REQUEST:
Rescale the lines starting with the line that contains "Note to the class: point out the car side" and going on through the line that contains "<point>306,274</point>", and write out only those lines again, requests included. In each answer, multiply every point coordinate by 0.45 and round to whole numbers, with halves rounding up.

Data listing

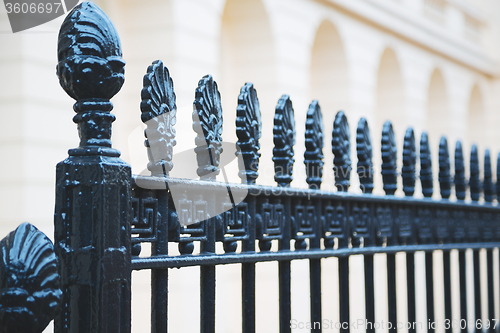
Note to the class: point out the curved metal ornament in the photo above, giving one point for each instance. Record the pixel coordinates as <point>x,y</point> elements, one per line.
<point>444,175</point>
<point>159,114</point>
<point>389,159</point>
<point>460,183</point>
<point>207,123</point>
<point>29,281</point>
<point>313,156</point>
<point>364,152</point>
<point>489,191</point>
<point>284,140</point>
<point>474,182</point>
<point>426,178</point>
<point>341,148</point>
<point>91,71</point>
<point>248,130</point>
<point>409,163</point>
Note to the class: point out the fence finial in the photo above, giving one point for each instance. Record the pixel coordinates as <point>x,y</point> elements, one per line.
<point>207,123</point>
<point>284,140</point>
<point>460,183</point>
<point>364,151</point>
<point>159,114</point>
<point>474,182</point>
<point>313,156</point>
<point>409,162</point>
<point>444,175</point>
<point>426,178</point>
<point>389,159</point>
<point>341,148</point>
<point>489,191</point>
<point>498,177</point>
<point>91,71</point>
<point>248,130</point>
<point>29,281</point>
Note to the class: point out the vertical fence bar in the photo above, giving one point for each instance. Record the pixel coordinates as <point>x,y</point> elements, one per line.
<point>313,160</point>
<point>447,288</point>
<point>160,140</point>
<point>491,289</point>
<point>391,288</point>
<point>429,285</point>
<point>369,293</point>
<point>284,273</point>
<point>410,285</point>
<point>159,277</point>
<point>207,123</point>
<point>477,287</point>
<point>283,158</point>
<point>93,185</point>
<point>463,289</point>
<point>344,293</point>
<point>207,282</point>
<point>341,148</point>
<point>248,130</point>
<point>315,276</point>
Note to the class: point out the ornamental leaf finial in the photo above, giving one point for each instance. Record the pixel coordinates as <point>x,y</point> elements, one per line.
<point>426,178</point>
<point>409,163</point>
<point>460,183</point>
<point>284,140</point>
<point>248,130</point>
<point>389,159</point>
<point>364,152</point>
<point>341,148</point>
<point>313,156</point>
<point>91,71</point>
<point>207,123</point>
<point>159,114</point>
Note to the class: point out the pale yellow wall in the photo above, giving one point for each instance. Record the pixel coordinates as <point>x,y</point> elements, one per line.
<point>380,59</point>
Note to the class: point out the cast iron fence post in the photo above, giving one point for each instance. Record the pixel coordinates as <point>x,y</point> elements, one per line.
<point>93,196</point>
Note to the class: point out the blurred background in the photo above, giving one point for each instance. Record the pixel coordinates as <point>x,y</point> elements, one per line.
<point>429,64</point>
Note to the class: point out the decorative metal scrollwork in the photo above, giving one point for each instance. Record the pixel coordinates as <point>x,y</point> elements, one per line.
<point>29,281</point>
<point>426,178</point>
<point>489,191</point>
<point>159,114</point>
<point>444,168</point>
<point>409,161</point>
<point>207,123</point>
<point>389,159</point>
<point>460,183</point>
<point>364,151</point>
<point>474,182</point>
<point>284,140</point>
<point>248,130</point>
<point>313,156</point>
<point>91,71</point>
<point>341,148</point>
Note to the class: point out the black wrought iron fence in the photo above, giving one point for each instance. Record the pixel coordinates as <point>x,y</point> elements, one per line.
<point>104,213</point>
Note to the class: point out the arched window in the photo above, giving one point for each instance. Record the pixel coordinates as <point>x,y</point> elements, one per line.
<point>329,85</point>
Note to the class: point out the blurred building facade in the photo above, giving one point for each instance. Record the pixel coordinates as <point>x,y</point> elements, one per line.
<point>429,64</point>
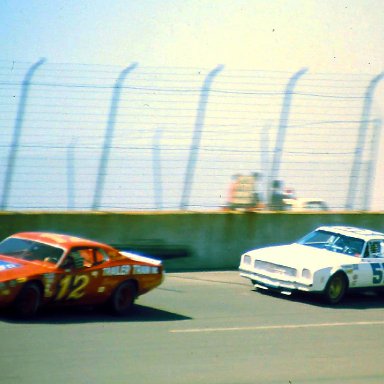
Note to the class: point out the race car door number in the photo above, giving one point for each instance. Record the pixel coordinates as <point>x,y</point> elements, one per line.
<point>72,287</point>
<point>378,273</point>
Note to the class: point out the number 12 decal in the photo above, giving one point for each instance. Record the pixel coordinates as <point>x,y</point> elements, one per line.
<point>378,273</point>
<point>72,287</point>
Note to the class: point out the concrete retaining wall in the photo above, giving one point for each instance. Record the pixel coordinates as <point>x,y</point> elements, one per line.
<point>187,241</point>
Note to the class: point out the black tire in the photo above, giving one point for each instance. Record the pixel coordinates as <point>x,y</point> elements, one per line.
<point>336,288</point>
<point>28,301</point>
<point>123,298</point>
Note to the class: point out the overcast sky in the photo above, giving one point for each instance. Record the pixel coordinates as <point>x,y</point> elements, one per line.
<point>323,35</point>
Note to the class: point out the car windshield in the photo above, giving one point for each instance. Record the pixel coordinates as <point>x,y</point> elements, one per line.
<point>334,242</point>
<point>29,250</point>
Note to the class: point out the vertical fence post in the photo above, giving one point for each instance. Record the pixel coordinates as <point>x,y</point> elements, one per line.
<point>284,117</point>
<point>376,134</point>
<point>157,179</point>
<point>195,145</point>
<point>17,133</point>
<point>108,137</point>
<point>71,174</point>
<point>355,172</point>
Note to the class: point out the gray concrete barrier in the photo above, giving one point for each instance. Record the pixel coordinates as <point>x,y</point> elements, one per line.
<point>186,240</point>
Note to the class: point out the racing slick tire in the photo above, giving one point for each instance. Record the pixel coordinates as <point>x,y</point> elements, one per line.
<point>28,301</point>
<point>336,288</point>
<point>123,298</point>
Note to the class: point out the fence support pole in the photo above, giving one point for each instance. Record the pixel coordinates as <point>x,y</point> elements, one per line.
<point>355,172</point>
<point>376,134</point>
<point>284,117</point>
<point>157,179</point>
<point>195,145</point>
<point>17,133</point>
<point>108,137</point>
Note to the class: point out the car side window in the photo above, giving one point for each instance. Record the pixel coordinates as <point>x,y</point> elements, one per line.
<point>375,249</point>
<point>80,257</point>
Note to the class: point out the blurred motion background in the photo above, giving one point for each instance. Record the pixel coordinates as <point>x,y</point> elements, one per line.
<point>204,93</point>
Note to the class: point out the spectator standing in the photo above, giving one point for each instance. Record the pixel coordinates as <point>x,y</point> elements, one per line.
<point>277,196</point>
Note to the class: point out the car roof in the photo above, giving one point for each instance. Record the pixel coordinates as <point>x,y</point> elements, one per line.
<point>361,233</point>
<point>59,240</point>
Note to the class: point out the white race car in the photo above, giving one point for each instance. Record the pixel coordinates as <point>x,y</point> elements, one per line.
<point>330,261</point>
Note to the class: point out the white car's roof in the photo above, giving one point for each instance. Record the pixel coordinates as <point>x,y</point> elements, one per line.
<point>360,233</point>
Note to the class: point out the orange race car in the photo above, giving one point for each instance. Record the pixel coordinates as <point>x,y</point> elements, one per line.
<point>38,268</point>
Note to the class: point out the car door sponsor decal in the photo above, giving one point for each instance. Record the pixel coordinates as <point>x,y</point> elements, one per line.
<point>120,270</point>
<point>72,287</point>
<point>378,273</point>
<point>4,265</point>
<point>144,270</point>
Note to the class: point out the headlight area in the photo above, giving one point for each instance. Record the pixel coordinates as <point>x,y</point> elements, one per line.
<point>246,259</point>
<point>306,274</point>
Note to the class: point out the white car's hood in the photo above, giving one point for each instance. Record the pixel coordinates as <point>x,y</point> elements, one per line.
<point>301,256</point>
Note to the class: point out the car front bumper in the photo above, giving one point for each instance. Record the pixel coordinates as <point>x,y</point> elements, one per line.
<point>274,283</point>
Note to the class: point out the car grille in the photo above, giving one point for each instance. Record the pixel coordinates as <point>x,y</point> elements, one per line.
<point>264,266</point>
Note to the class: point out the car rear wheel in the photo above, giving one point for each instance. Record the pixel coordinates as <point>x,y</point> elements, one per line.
<point>123,298</point>
<point>336,288</point>
<point>28,301</point>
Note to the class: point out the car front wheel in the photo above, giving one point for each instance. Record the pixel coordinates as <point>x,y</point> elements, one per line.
<point>336,288</point>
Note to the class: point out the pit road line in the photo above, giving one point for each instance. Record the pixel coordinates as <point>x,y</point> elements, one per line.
<point>278,327</point>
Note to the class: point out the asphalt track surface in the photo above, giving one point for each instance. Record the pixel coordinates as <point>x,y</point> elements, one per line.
<point>206,328</point>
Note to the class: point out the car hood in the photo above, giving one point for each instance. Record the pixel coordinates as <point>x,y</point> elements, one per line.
<point>13,268</point>
<point>301,256</point>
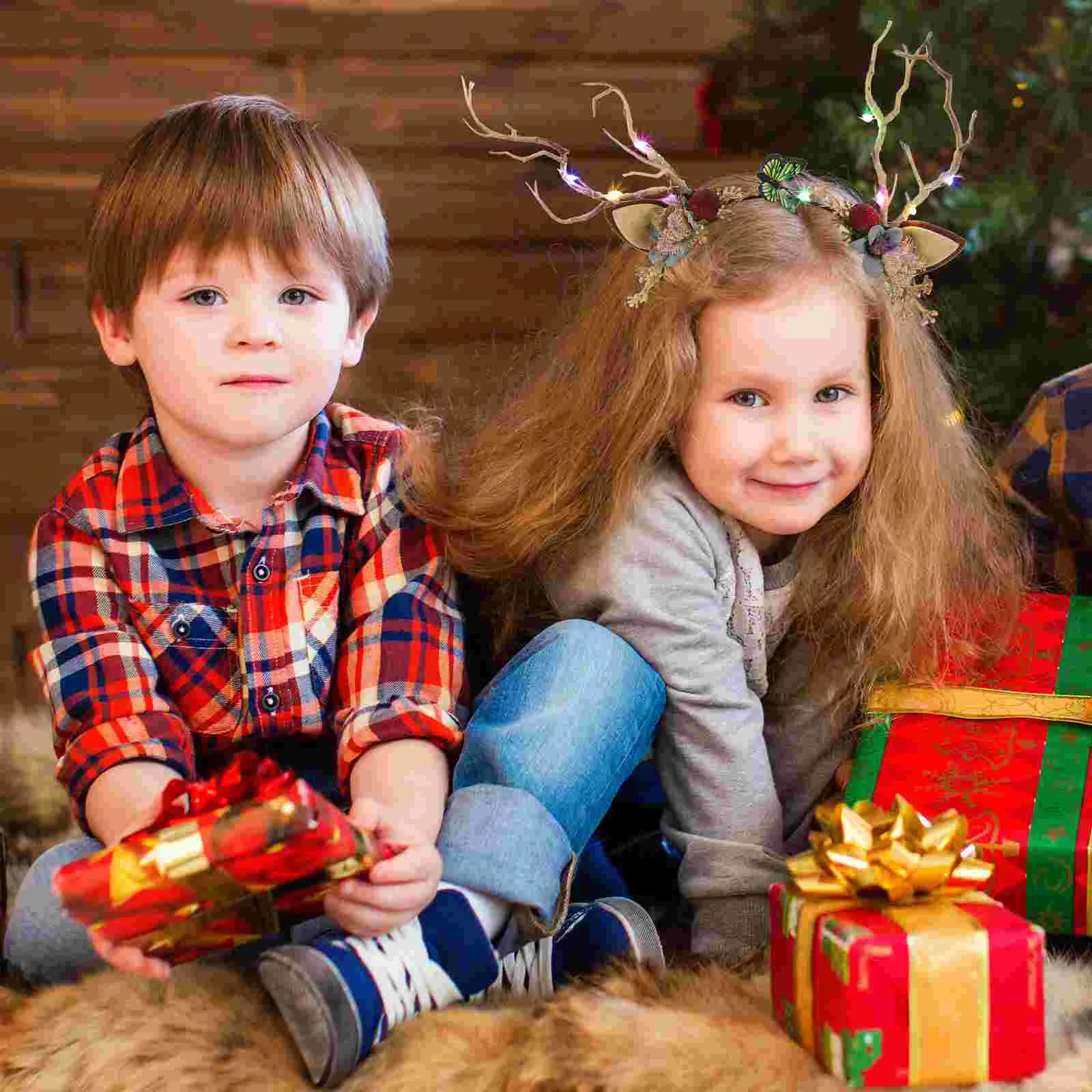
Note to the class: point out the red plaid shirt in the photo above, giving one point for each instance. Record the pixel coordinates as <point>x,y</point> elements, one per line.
<point>169,633</point>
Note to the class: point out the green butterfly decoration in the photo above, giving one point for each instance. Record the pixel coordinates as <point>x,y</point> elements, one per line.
<point>775,171</point>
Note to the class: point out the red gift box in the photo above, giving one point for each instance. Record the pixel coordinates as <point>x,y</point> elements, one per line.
<point>1010,748</point>
<point>223,860</point>
<point>947,991</point>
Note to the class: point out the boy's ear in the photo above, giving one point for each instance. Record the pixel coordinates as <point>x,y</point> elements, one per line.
<point>114,334</point>
<point>354,341</point>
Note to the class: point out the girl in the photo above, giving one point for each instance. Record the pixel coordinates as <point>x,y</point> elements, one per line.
<point>743,456</point>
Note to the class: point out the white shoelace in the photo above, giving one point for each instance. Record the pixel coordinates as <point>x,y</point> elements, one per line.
<point>527,972</point>
<point>407,977</point>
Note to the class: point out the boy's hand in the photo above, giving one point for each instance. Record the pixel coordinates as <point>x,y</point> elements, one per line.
<point>129,959</point>
<point>398,889</point>
<point>123,801</point>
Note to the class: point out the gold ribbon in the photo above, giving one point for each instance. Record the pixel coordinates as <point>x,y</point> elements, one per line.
<point>948,991</point>
<point>915,873</point>
<point>866,851</point>
<point>979,704</point>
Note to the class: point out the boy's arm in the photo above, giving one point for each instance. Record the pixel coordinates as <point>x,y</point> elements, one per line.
<point>400,673</point>
<point>409,779</point>
<point>125,800</point>
<point>103,685</point>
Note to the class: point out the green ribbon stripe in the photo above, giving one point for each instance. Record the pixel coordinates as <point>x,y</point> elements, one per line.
<point>1052,841</point>
<point>867,759</point>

TASK RESPONSE:
Note to the class: point out the car side window in the photo above, giving one point for each instance. Record the pixel coordinates as <point>x,y</point> elements, one per line.
<point>169,112</point>
<point>36,116</point>
Note to the class: point out the blurred motion background in the photo above, giving one point for each instance. Record the pixel coordinates as <point>x,y</point> elements, one per line.
<point>92,42</point>
Note to the class: point out the spectator standing in the photo above, giving one point for each instance. Record the pixel coordinates as <point>x,y</point> elements, one per line.
<point>125,88</point>
Note to the class: point out the car roof in the photo above, giving one point for each instance. Record the pixel coordinates as <point>x,y</point> elements, one per line.
<point>162,105</point>
<point>27,108</point>
Note to the class: point out the white race car in the photo above, giving one point for each instance. Record the pixel coordinates as <point>x,y</point> elements, one per line.
<point>149,117</point>
Note to the class: point out the white car's roof in the photo above, giving one point for each instance. Record the pixel coordinates as <point>x,y</point> elements, one per line.
<point>162,105</point>
Note to the class: point out the orange race car in the photo above, giving one point for each instance. Record the pixel coordinates as <point>x,y</point> elements, one per line.
<point>17,121</point>
Note to the class: point out the car door sponsor decal in the photo above, giving one point for each instance. Record the pixel coordinates as <point>x,y</point> elements, one per line.
<point>54,122</point>
<point>32,129</point>
<point>170,123</point>
<point>2,119</point>
<point>65,122</point>
Note to the class: point out the headlight area in the photo above, giving one point for each instance. Record the pixel coordinates as <point>x,y</point> elements, one per line.
<point>111,117</point>
<point>138,123</point>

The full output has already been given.